### Document excerpt
------------------------------------------------

Andrei Orlov

Abraham as the Goat for YHWH?

an excerpt from A. Orlov “The Eschatological Yom Kippur in the Apocalypse of Abraham: Part I: The Scapegoat Ritual,” in: Symbola Caelestis. Le symbolisme liturgique et paraliturgique dans le monde Chrétien (Scrinium, 5; eds. A. Orlov and B. Lourié; Piscataway: Gorgias Press, 2009) 79-111.


.... Abraham’s symmetrical role in relation to Azazel in the Apocalypse of Abraham again evokes the memory of the Enochic tradition and its legendary hero – the seventh antediluvian patriarch. In both cases the protagonists appear to be mirroring their respective negative counterparts, as both stories portray them exchanging attributes and roles with one another. Just as Enoch takes the priestly and celestial offices of Asael, while the fallen angel assumes some human roles, so in the Apocalypse of Abraham too, Azazel surrenders his angelic garment to the hero of the faith. Both parties, thus, accept the roles and offices of their counterparts as they enter the realms of their opponents. In this respect it is noteworthy that the transition of the antagonist of the Slavonic apocalypse into the lower realm, as in the case of Asael of the Enochic tradition, encompasses two steps: his removal first to the earth,[1] then further, to the fiery abyss of the subterranean sphere.[2]

Furthermore, similarly to the Book of the Watchers, in the Abrahamic pseudepigraphon the protagonist progresses in the direction opposite to his negative counterpart by ascending into heaven, as he acquires a special status and a celestial garment that allows him to enter the celestial sanctuary.[3] The progression of the patriarch into upper sancta has here, like in 1 Enoch, a sacerdotal significance, as it betrays connections with the Yom Kippur ceremony of the high priest’s entrance into the divine presence. Moreover, it is possible that Abraham’s progressive movement into the heavenly Holy of Holies might be understood here as encompassing not only the priestly but also the sacrificial dimension, in view of the patriarch’s symmetrical position to the celestial scapegoat, by virtue of which Abraham’s lot is repeatedly juxtaposed with the lot of Azazel.

------------------------------------------------

### Task requirements
- a) In the excerpt on Abraham and Azazel, what two steps does the antagonist's transition into the lower realm encompass?
- b) Carry on the excerpt on Abraham and Azazel, picking up after its final sentence.
The records that come next are separate material, distinct from the excerpt on Abraham and Azazel.

### Items from a data source
------------------------------------------------

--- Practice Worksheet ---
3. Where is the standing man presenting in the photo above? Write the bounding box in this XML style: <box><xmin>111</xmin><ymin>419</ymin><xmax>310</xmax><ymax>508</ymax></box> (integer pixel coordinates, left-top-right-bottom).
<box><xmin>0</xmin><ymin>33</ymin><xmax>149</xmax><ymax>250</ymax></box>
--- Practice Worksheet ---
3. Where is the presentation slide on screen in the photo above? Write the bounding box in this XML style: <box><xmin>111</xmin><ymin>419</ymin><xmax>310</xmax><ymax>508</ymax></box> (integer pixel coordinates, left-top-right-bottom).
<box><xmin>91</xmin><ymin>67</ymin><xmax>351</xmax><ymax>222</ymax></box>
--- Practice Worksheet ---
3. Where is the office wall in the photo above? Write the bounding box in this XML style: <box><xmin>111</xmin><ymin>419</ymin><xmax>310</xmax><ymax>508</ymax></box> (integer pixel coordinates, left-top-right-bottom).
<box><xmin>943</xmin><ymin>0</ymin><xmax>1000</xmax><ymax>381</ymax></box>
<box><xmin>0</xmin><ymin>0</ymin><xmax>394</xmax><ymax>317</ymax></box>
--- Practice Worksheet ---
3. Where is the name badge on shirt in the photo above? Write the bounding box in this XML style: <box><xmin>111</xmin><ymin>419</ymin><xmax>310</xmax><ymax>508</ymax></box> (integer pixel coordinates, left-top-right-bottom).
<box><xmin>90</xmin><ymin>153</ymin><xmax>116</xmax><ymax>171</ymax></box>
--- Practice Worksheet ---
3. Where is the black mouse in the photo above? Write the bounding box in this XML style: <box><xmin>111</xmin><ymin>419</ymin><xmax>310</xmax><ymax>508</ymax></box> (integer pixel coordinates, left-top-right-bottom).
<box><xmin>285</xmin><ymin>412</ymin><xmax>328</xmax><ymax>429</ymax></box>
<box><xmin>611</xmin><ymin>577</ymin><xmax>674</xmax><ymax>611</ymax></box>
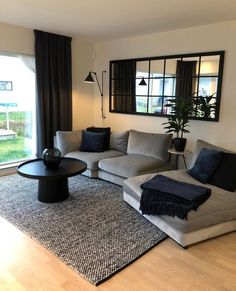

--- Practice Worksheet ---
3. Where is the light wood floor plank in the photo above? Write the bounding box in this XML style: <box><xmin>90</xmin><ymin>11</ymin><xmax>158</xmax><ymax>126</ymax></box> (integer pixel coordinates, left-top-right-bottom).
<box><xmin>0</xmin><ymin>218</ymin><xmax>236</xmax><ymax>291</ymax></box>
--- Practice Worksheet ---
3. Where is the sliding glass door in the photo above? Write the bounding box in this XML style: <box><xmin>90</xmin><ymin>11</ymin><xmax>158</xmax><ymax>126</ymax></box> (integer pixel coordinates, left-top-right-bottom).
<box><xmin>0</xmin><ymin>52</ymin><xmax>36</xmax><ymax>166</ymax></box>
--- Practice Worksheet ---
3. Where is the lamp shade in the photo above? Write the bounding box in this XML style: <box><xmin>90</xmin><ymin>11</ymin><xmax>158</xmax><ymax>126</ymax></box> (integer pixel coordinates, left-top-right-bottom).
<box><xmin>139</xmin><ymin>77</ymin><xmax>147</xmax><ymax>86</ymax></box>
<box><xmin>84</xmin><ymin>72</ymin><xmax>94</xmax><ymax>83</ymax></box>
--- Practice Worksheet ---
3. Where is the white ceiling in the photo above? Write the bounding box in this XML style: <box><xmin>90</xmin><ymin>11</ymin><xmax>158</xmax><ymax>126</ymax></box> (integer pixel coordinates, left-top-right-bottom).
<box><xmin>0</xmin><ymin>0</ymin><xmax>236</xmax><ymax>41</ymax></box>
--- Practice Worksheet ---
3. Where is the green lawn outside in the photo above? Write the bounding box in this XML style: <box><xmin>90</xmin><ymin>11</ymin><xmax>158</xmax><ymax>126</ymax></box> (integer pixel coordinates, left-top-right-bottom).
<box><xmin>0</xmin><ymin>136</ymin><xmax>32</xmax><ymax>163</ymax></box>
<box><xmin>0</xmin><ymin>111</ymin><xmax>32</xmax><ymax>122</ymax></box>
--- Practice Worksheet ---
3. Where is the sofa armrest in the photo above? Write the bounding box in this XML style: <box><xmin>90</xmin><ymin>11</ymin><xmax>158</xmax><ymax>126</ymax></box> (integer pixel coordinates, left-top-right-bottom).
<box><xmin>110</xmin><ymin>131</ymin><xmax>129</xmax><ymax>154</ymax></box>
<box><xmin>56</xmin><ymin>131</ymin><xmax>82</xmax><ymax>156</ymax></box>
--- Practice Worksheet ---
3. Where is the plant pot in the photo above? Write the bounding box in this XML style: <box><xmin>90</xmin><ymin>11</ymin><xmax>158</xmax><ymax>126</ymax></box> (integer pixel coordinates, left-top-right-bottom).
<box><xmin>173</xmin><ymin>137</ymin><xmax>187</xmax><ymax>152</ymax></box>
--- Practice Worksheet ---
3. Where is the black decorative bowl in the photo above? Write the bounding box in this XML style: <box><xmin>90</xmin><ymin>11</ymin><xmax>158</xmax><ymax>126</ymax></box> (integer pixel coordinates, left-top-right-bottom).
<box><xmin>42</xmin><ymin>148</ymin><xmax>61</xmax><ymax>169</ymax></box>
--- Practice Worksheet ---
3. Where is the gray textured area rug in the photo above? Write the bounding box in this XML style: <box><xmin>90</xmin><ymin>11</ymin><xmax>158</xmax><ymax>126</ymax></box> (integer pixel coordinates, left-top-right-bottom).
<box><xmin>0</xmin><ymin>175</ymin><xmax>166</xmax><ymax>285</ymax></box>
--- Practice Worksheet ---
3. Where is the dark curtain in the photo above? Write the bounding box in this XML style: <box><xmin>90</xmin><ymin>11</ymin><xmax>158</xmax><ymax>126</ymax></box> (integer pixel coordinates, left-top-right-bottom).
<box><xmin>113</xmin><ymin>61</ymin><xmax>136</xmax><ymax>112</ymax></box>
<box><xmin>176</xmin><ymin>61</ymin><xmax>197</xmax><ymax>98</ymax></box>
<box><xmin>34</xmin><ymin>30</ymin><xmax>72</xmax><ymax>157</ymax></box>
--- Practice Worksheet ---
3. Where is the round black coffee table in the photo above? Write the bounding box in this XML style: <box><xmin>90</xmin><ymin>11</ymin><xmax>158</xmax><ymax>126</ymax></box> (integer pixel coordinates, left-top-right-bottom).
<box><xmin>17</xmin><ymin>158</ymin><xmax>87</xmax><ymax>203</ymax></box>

------------------------------------------------

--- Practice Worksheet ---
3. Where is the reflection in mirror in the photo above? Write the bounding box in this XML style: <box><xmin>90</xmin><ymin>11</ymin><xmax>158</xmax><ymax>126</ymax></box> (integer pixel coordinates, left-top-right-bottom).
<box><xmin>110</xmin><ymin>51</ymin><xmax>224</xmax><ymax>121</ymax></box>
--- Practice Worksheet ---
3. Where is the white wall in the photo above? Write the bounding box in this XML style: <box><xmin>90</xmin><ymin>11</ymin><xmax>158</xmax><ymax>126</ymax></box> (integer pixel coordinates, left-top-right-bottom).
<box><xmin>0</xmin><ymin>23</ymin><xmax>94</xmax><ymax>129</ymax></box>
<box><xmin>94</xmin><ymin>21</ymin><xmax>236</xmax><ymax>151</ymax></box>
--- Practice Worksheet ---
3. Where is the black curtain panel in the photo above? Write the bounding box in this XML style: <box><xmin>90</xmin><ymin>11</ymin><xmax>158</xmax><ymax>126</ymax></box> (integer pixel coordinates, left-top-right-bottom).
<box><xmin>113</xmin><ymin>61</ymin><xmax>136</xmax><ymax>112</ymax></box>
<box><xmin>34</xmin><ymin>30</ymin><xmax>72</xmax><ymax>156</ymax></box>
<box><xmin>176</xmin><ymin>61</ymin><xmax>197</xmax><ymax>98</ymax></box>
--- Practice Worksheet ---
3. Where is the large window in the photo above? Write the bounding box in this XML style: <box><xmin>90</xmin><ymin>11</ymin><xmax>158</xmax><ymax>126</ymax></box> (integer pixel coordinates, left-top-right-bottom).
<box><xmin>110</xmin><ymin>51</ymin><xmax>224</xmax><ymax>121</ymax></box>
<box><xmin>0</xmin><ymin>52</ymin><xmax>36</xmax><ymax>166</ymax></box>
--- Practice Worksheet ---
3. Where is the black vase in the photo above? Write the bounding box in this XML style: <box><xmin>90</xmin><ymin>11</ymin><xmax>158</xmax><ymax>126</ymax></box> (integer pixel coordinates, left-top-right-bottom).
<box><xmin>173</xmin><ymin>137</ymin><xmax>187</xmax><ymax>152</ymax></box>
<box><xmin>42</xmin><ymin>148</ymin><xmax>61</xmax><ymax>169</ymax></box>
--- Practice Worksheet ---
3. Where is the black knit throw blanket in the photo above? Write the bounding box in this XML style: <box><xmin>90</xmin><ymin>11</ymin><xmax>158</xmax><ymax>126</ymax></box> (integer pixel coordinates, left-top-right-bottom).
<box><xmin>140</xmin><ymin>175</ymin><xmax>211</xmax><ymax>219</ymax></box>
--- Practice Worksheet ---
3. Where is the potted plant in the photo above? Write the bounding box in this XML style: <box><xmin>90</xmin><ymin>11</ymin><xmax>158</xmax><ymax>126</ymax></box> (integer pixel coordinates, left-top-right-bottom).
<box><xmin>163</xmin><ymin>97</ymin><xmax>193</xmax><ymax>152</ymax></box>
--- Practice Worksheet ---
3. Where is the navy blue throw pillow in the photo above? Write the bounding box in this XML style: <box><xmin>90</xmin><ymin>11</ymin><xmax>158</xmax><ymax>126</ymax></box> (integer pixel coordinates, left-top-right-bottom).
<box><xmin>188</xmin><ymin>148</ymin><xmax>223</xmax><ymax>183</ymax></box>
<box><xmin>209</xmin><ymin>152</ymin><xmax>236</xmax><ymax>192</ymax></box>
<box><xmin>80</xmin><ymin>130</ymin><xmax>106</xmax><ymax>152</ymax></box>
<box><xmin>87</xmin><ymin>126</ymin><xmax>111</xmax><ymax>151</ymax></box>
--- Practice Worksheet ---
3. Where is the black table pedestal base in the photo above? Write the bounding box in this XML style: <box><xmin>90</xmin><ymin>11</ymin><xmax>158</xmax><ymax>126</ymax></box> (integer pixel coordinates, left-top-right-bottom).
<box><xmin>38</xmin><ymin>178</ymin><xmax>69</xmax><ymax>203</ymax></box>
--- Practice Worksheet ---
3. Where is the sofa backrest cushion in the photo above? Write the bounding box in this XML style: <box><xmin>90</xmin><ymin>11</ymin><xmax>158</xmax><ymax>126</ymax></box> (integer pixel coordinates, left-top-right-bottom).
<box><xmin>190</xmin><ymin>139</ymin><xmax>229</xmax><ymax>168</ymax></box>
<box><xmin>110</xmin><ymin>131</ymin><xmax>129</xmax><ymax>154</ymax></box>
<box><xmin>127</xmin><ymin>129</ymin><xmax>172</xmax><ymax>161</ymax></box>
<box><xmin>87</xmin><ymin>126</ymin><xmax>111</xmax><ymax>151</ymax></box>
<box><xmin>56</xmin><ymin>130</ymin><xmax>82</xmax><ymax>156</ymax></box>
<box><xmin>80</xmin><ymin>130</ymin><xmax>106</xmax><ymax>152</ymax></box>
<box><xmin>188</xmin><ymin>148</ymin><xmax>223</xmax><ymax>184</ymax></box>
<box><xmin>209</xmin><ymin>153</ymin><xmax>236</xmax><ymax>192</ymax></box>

------------------------------------------------

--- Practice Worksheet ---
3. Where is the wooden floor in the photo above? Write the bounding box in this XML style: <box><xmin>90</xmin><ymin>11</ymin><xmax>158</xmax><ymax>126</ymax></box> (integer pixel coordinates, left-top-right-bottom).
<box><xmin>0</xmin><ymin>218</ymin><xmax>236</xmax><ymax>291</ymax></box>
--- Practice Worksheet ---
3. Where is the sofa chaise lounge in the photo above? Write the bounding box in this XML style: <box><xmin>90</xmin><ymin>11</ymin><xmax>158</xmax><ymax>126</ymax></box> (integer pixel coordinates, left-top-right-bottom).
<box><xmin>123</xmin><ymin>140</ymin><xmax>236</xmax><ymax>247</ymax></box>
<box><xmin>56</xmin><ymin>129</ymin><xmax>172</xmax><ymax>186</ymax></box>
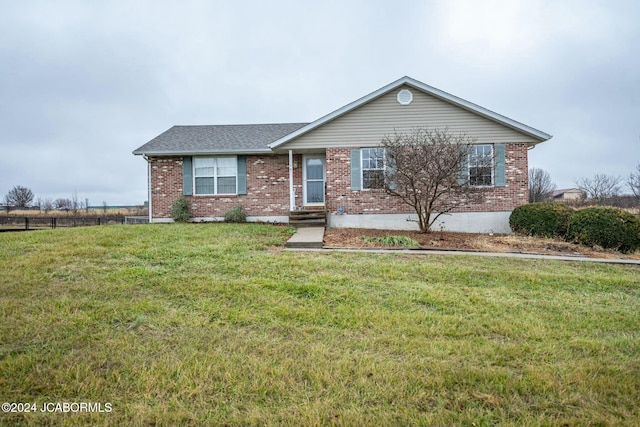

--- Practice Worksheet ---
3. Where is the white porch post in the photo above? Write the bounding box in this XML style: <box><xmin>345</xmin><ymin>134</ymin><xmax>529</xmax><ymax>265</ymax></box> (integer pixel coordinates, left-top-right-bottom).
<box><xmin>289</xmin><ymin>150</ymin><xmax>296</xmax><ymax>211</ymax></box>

------------------------------------------------

### Expected answers
- a) His removal first to the earth, then further to the fiery abyss of the subterranean sphere.

- b)
The Slavonic text conceals many details, and it remains unclear whether Abraham is understood in the Slavonic apocalypse as the sacrificial goat for the Lord. Yet, some cryptic traditions found in the text might hint at this possibility. As is known from the biblical and rabbinic descriptions of the Yom Kippur ritual, the flesh of the goat[4] for YHWH was destroyed by fire, while his blood (which represents in Jewish tradition the soul of the sacrificial animal) was then brought into the Holy of Holies by the high priest and used there for purification.[5]

In light of these traditions, could Yahoel and Abraham’s entrance into the heavenly Throne room in chapter 18 be understood as an allusion to the entrance of the high priest who brings the purifying sacrifice into the Holy of Holies on Yom Kippur?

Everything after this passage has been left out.